[TASK GOAL]: Return each line of the records with nothing changed, pictures excepted.

[GIVEN ENTRIES]:
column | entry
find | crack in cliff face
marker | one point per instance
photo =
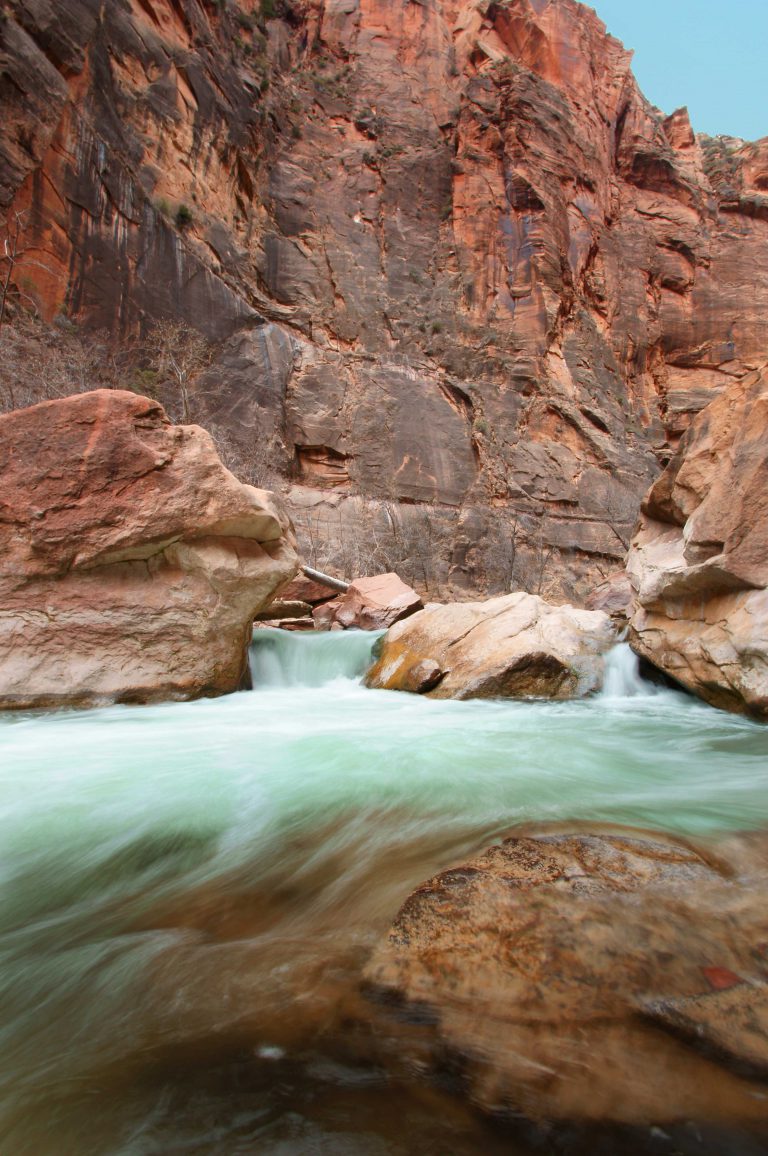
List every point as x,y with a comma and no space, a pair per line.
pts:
465,212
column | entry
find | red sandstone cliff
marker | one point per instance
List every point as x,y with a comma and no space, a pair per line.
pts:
469,284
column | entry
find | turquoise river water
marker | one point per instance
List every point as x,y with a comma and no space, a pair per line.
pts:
187,890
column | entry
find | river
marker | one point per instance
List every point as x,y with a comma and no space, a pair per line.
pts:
189,889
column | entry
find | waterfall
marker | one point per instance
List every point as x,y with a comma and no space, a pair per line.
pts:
622,677
280,658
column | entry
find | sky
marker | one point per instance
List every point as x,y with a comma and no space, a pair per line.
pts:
706,53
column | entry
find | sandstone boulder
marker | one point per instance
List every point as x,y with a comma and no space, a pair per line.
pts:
598,975
699,561
516,645
132,562
370,604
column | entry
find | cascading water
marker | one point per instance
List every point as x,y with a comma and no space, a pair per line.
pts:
622,679
280,658
189,889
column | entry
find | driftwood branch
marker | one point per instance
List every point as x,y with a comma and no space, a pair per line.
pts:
325,579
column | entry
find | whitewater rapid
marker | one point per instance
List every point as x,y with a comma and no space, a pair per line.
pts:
182,882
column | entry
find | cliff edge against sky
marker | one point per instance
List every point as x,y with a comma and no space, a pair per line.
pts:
467,286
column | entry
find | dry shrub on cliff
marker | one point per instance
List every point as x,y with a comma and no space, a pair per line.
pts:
39,362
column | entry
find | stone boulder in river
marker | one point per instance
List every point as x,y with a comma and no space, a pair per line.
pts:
611,976
699,561
132,562
369,604
516,645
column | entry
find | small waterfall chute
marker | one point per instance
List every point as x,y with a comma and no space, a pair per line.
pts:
281,658
622,677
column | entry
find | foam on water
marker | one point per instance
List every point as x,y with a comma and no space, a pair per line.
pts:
204,871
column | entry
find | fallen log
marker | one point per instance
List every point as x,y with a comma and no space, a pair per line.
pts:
325,579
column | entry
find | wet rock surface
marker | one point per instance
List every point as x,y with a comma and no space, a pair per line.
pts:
132,563
508,647
699,561
602,975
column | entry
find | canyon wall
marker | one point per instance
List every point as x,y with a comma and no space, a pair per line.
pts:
467,287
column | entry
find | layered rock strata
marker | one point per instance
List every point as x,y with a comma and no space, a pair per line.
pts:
508,647
131,561
699,561
470,284
370,604
605,976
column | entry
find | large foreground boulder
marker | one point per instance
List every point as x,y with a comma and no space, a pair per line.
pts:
516,645
699,561
593,975
132,562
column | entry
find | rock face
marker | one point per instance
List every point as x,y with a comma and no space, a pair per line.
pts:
589,976
470,284
131,561
699,561
370,604
507,647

[ANSWER TO THIS EXERCISE]:
column | entry
find | crack in cliff face
marker | one point per instance
photo =
List every point as x,y with a comma and no space, a pair per line.
pts:
465,212
column | entry
find | red sandstone cliff
marker | one point per instance
List every point as x,y with a comma and no space, a pair per line.
pts:
469,284
column | entry
find | turquoise river water
marker | one point per instance
List every point as x,y with a comma and no space, a pair per line.
pts:
187,890
column | entry
find | river
marker | one point per instance
List every point as x,y with a comma and no space, a pair per line.
pts:
189,889
column | entry
find | waterfall
marker | one point per instance
List every point as x,y with a comma and no space, a pair per line.
pts:
622,677
280,658
column | entry
find | sky
marker | one point per instance
List every point as x,y with a comma and no space, a pair per line.
pts:
706,53
column | entry
find | sandstone boulder
marker | one point per instance
List every point as x,y with a comma and no space, a pair per line.
pts:
598,975
699,561
516,645
132,562
370,604
column | entry
find | cascading water
marker | one point per instance
List every point as x,y with a comma and no space, a pair per line.
pts:
622,679
280,658
189,889
column | entry
find | driftwood branch
marker | one point per instance
List every point as x,y with a comma and no space, a pair per line.
pts:
325,579
column | entry
find | whitewater rapid
marker | one point per instance
List every point as x,y with a comma and no space, a pair per line.
pts:
182,882
column | entry
find | cliff edge against sky
marker | one point per instance
List every point as x,y with a comma and no space, a pair per line.
pts:
467,286
column | entry
find | dry shrub on cliff
marker | one point per instance
List every point as x,y with a comma and no space, a pair per line.
pts:
39,362
column | entry
find | stone boulder in river
marker | one point per instance
List every point as x,y with a comma and no space, a pair per line.
pts:
611,976
699,561
132,562
369,604
516,645
column | entry
find | small waterfall chute
marker | one point per instance
List every point as x,y with a comma and no space, a pair per line.
pts:
281,658
622,677
column | entry
find | foam on water
marker | one point per instance
List every point as x,y with a comma and no space, a pair per line.
pts:
204,871
column | entry
find | fallen log
marker | one point per instance
List every point as x,y with a comma and no space, a pair per line.
pts:
325,579
column | entry
find | wet rock surface
marker | one point per instance
List every point as x,y with a comma and no space, a pair per line.
pts:
132,563
508,647
699,561
602,975
column | entry
find | canyon wall
marker | one point per instance
List every point as x,y with a comma and no space, a pair per line.
pts:
467,287
column | entry
find | layered rock strata
marker | one point per instance
List every point as x,y with a comma and no space, a pair per line.
pts:
508,647
131,561
699,561
470,284
370,604
605,976
column | entry
find | large foreground boulder
marker | one point per instance
List every point as x,y with a comma and no space, a pair per line.
pts:
516,645
699,561
593,975
132,562
column | entry
find | rock face
marker | one point per instance
List every point as x,y with a comma and no space, a pair per line.
pts:
589,976
470,284
131,561
699,561
370,604
507,647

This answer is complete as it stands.